= SELECTED PASSAGE =
+++++
The British-based Syrian Observatory for Human Rights said the abductions took place after dawn raids in villages inhabited by the ancient Christian minority near the town of Tel Hmar, a mainly Assyrian town, in the western countryside of the city of Hasaka, a city mainly held by the Kurds.

NPR notes that Hasakeh is less than 150 miles from Mosul. It’s only slightly farther from Kobane — 167 miles — and much closer to the former border with Iraq. This is an area in which Christians go back to the founding of the church, as is Mosul and the entire Nineveh province. ISIS is attempting to wipe out Christianity from its cradle communities, as well as the cradle of civilization itself, and replace it with barbarism and tyranny.

The Kurds in the area are trying to attack the ISIS forces in the area, with coalition air support:

Syrian Kurdish militia launched two offensives against the militants in northeast Syria on Sunday, helped by U.S.-led air strikes and Iraqi peshmerga.
+++++
= DATASET EXTRACT =
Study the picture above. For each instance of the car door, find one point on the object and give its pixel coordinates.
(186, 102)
+++++
= PROBLEM DESCRIPTION =
Repeat word for word the part of the passage on the Tel Hmar abductions that begins at the words "NPR notes that" and stops after "and Iraqi peshmerga.". The material that comes after the passage on the Tel Hmar abductions is separate from it.

= ANSWER =
NPR notes that Hasakeh is less than 150 miles from Mosul. It’s only slightly farther from Kobane — 167 miles — and much closer to the former border with Iraq. This is an area in which Christians go back to the founding of the church, as is Mosul and the entire Nineveh province. ISIS is attempting to wipe out Christianity from its cradle communities, as well as the cradle of civilization itself, and replace it with barbarism and tyranny.

The Kurds in the area are trying to attack the ISIS forces in the area, with coalition air support:

Syrian Kurdish militia launched two offensives against the militants in northeast Syria on Sunday, helped by U.S.-led air strikes and Iraqi peshmerga.